RECORD SET section start

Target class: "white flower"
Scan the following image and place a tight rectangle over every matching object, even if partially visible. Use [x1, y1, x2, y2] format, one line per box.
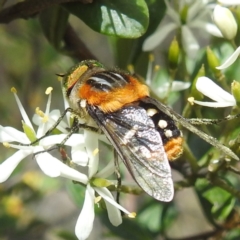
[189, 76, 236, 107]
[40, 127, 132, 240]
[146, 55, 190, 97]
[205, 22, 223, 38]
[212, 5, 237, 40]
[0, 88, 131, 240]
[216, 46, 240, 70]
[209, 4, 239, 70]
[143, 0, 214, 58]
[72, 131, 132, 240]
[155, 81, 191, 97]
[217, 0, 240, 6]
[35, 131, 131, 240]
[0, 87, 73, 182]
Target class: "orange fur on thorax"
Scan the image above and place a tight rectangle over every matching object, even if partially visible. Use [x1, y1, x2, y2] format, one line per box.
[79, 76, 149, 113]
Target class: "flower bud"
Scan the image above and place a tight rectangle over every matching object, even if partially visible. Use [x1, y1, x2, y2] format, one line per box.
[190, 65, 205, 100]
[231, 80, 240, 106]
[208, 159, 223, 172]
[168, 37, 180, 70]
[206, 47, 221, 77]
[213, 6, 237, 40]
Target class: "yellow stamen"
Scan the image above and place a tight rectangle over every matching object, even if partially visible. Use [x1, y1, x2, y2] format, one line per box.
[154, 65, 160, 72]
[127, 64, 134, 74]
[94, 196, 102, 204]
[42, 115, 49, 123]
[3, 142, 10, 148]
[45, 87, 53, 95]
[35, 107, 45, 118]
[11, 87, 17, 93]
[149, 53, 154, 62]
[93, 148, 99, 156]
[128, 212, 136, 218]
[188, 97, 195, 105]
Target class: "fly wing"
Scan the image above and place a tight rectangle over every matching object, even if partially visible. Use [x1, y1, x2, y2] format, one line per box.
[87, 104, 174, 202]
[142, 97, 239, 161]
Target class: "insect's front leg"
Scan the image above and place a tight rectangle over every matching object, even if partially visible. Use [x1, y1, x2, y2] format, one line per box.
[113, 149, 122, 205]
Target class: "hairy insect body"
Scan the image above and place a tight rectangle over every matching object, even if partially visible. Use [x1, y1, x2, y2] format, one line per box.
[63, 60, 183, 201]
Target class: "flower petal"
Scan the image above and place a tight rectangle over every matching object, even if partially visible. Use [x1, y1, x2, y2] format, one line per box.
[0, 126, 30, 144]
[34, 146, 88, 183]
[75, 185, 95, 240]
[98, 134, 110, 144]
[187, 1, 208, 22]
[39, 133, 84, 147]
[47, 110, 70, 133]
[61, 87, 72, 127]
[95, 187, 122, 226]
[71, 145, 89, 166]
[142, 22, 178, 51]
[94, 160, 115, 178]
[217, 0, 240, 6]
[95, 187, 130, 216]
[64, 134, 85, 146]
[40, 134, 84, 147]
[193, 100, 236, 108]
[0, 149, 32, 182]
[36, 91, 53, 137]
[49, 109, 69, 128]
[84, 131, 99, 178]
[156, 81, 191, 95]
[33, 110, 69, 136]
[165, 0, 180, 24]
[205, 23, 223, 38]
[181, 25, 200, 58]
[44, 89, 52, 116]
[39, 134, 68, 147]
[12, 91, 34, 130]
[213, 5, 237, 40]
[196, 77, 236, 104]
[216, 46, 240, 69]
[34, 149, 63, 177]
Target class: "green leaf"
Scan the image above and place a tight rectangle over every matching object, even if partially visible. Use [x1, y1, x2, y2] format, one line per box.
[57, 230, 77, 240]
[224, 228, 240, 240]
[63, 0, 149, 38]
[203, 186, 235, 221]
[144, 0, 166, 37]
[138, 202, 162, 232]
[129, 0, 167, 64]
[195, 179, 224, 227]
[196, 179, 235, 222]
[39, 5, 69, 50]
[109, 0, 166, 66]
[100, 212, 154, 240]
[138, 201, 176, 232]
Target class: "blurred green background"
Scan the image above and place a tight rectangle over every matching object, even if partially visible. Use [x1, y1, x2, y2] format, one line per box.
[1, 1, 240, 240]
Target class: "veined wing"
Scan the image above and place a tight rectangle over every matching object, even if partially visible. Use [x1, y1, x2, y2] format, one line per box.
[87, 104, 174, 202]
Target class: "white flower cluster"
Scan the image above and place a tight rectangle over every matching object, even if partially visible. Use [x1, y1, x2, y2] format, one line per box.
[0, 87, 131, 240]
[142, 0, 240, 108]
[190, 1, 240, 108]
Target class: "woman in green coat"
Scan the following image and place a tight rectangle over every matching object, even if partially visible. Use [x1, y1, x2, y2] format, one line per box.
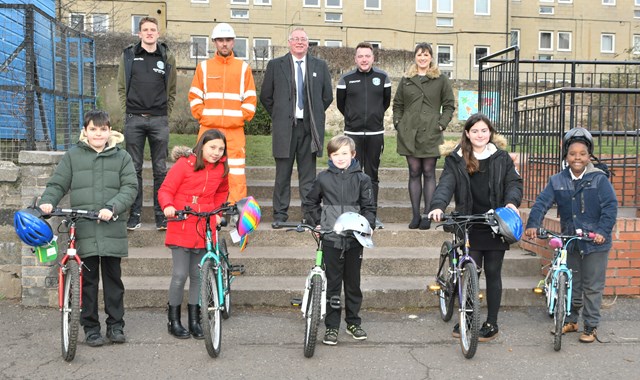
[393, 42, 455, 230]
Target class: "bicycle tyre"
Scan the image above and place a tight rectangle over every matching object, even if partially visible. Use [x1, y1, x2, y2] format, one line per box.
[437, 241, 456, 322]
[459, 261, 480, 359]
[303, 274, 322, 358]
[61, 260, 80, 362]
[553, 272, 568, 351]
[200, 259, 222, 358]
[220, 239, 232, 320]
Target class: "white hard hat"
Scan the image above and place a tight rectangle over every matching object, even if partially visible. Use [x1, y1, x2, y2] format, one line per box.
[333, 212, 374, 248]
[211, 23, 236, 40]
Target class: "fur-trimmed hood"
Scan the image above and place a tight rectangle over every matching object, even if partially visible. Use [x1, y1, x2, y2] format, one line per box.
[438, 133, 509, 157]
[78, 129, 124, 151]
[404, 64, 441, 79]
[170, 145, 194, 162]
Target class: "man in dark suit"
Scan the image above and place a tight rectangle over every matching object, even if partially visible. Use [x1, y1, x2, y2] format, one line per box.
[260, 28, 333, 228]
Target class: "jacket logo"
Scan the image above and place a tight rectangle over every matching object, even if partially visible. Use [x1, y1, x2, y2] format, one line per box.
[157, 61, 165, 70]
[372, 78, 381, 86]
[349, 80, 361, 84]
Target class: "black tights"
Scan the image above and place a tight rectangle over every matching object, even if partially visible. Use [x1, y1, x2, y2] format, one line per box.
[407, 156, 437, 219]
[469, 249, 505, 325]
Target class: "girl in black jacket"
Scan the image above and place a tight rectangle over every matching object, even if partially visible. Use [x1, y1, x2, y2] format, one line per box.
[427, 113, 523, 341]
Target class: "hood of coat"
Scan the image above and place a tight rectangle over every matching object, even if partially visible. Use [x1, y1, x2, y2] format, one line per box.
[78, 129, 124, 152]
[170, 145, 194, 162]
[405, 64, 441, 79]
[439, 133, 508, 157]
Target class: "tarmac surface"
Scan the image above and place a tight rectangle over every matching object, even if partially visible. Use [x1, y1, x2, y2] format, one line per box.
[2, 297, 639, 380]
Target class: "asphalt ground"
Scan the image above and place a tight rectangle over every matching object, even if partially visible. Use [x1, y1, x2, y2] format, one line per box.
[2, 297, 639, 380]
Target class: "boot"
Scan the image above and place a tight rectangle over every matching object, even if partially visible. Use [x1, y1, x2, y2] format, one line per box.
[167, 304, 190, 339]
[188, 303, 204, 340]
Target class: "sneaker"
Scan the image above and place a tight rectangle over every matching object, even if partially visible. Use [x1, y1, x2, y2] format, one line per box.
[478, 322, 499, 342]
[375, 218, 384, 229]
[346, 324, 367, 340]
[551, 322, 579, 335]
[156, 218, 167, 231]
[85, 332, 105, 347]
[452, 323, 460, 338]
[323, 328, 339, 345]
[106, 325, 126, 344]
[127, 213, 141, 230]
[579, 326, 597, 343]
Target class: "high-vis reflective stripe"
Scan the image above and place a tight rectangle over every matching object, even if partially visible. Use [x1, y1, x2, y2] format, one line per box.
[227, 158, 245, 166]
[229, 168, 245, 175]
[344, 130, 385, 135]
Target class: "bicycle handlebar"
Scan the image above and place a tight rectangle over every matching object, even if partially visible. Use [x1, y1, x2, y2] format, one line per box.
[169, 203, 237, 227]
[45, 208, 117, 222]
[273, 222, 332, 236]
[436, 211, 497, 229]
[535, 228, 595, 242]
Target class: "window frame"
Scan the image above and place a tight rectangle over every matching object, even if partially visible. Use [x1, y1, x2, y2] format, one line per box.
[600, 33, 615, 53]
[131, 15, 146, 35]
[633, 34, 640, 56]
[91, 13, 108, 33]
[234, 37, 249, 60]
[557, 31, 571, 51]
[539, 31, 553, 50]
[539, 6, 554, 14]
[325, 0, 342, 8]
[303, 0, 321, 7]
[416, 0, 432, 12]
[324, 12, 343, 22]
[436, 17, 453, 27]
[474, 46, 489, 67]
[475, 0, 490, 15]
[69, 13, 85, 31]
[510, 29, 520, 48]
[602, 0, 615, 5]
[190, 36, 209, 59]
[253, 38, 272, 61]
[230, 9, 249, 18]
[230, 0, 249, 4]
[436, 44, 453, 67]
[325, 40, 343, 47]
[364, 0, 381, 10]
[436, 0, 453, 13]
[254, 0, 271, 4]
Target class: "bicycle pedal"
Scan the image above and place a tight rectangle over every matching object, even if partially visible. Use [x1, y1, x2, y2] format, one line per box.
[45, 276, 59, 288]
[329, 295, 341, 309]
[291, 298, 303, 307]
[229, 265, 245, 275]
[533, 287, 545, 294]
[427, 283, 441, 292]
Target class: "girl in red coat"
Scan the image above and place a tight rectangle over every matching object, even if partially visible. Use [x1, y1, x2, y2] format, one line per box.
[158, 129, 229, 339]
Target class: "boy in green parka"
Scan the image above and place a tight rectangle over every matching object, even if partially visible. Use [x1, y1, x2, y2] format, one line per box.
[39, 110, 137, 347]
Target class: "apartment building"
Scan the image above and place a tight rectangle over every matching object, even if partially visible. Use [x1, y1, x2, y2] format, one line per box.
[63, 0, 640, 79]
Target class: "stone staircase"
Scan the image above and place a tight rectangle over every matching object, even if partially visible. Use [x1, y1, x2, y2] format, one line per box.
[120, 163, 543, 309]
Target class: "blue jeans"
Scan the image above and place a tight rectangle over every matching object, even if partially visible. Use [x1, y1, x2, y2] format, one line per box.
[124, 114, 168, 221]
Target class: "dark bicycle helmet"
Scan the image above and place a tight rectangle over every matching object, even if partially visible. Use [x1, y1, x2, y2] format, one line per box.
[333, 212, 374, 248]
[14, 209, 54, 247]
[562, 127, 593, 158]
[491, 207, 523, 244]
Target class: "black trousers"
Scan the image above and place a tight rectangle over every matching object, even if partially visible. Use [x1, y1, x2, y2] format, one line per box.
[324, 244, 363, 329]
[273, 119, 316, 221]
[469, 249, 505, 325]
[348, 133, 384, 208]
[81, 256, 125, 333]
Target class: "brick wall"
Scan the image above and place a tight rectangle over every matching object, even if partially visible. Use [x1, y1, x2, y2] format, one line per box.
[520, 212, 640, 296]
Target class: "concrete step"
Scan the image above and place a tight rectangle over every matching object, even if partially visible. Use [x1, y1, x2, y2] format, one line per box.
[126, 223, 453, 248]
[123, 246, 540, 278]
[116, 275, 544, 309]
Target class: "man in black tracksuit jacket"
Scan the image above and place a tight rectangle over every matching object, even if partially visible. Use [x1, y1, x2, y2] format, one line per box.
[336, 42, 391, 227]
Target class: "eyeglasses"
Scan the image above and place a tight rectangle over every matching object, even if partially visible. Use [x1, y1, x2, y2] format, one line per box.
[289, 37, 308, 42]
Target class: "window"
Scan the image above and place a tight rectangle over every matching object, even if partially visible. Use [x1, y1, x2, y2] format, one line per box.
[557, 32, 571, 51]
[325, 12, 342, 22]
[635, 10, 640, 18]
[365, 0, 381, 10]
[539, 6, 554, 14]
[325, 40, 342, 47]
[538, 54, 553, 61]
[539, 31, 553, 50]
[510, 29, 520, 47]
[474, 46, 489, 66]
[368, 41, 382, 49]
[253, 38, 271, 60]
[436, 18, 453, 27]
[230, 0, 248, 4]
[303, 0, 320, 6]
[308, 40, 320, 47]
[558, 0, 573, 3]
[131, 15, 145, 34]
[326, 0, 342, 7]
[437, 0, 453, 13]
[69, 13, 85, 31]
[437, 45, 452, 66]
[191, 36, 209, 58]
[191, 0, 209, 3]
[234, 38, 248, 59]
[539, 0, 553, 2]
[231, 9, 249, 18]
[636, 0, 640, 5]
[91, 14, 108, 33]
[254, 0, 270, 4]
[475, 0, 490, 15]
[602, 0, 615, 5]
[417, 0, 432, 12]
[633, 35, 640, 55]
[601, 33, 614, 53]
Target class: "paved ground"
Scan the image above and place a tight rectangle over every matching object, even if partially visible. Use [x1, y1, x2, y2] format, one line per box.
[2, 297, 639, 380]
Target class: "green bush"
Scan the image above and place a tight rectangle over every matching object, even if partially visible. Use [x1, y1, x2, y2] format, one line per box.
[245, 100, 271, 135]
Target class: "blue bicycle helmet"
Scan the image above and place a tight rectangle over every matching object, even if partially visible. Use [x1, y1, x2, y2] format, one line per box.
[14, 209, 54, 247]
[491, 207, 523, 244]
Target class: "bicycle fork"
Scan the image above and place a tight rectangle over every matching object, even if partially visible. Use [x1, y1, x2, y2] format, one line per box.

RECORD SET section end

### WHAT YOU HAVE TO DO
From the listing above, pick out every line containing "girl".

### RESPONSE AREA
Target class: "girl in black jacket"
Target class: "girl in red coat"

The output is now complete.